**** Given text ****

Also gets you into a new ritual. Gets you exposed to a different way of doing things. Gives you new insights. Provides you a sense of how time passes. How a project requires a certain amount of time invested (and practice) before it starts to look good.

“Our lives, too, have different seasons. Some of us blossom at a young age; others don’t blossom until old age. Our culture mostly celebrates early successes, the people who bloom fast. But those people often wither as quickly as they bloom. It’s for this reason that I ignore every ’35 under 35′ list published. I’m not interested in annuals. I’m interested in perennials. I only want to read the ‘8 over 80’ lists.

‘8 over 80’ signifies endurance, a long-lasting success story.

I don’t want to know how a thirty-year-old became rich and famous; I want to hear how an eighty-year-old spent her life in obscurity, kept making art, and lived a happy life. I want to know how Bill Cunningham jumped on his bicycle every day and rode around New York taking photos in his eighties. I want to know how Joan Rivers was able to tell jokes up until the very end. I want to know how in his nineties, Pablo Casals still got up every morning and practiced his cello.

Me too.

To me, the essence of this chapter was to learn to grow at your own pace and to remember to take time for reflection.

Patience is Everything

There is no measuring with time, no year matters, and ten years are nothing. Being an artist means, not reckoning and counting, but ripening like the tree which does not force its sap and stands confident in the storms of spring without the fear that after them may come no summer. It does come. But it comes only to the patient, who are there as though eternity lay before them, so unconcernedly still and wide. I learn it daily, learn it with pain to which I am grateful: patience is everything!” —Rainer Maria Rilke

“It is said an Eastern monarch once charged his wise men to invent him a sentence, to be ever in view, and which should be true and appropriate in all times and situations. They presented him the words: ‘And this, too, shall pass away.’ How much it expresses! How chastening in the hour of pride! —how consoling in the depths of affliction! ‘And this, too, shall pass away.’” —Abraham Lincoln

The fact of the matter is that art takes time. Writing a story takes time. Be ready to piece apart the work and enjoy each moment you spend on it, without worrying about the end. Yes, envision the what you want it to look like in the end, but know that it will take a series of steps to get there. Making art is about enjoying each of the individual pieces you create that will eventually add up to the whole of what you envisioned. Patience is the faith and confidence (the self-assuredness) you exhibit that you will eventually get there.

****

_Prompt_
Pick up the piece on patience in making art right after its last sentence and carry it forward in the same voice.

**** Available data ****

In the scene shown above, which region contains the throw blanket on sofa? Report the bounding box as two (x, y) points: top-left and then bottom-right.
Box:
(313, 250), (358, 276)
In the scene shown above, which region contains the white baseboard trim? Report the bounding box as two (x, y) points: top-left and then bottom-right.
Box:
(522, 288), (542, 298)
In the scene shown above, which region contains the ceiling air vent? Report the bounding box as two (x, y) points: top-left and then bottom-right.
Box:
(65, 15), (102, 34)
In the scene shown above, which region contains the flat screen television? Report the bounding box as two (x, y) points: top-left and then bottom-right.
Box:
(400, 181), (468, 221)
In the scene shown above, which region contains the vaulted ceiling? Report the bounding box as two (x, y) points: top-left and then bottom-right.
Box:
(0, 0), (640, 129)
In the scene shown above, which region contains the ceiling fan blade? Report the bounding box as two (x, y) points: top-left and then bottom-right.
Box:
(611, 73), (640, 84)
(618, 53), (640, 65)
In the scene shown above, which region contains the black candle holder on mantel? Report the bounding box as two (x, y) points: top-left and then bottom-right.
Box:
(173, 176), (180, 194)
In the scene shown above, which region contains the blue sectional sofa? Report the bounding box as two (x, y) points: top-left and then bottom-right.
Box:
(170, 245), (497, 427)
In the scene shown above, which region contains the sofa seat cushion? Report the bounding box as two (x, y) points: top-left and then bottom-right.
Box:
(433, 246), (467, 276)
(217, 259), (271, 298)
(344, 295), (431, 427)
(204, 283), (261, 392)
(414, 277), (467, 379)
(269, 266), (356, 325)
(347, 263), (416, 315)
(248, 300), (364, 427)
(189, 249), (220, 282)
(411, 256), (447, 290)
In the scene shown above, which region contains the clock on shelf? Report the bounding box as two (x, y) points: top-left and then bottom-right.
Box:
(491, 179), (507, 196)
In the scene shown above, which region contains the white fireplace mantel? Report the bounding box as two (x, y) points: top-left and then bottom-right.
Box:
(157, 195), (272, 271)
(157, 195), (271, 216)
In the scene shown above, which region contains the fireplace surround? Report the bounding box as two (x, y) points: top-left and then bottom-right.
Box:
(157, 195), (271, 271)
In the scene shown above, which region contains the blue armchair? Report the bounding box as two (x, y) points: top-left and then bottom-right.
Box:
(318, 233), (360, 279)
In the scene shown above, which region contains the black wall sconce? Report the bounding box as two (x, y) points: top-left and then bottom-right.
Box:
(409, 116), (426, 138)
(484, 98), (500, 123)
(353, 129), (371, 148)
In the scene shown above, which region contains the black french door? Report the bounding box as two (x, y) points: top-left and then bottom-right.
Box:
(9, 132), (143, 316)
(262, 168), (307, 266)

****

_Answer to the problem_
Believe in yourself and there will come a day when others will have no choice but to believe with you.” – Oscar Wilde

But more than others, just the first part matters. Foster your own self-belief. Create an unshakeable one. Do it by doing the small stuff first.

Ray Bradbury encouraged new aspiring writers to start with short stories first. Then novel writing.

Start short. Don’t start out writing novels—they take too long—“write a hell of a lot of short stories,” he said. Give yourself time to improve; with each week and month, you’ll see your stories improve. He claims that it simply isn’t possible to write 52 bad short stories in a row.

The logic is sound. It’s impossible not to improve on things you work on. As soon you have a handle on the small stuff, move on to bigger works. You’ll also get a sense of the time it takes to complete the small stuff and so you’ll be able to exercise more patience when you get to the bigger stuff.

Parting Words

Whenever life gets overwhelmingWorry less about getting things done. Worry more about things worth doing. Worry less about being a great artist. Worry more about being a good human being who makes art. Worry less about making a mark. Worry more about leaving things better than you found them.

Work patiently on making art that makes a better world. I promise it’ll be worth your while.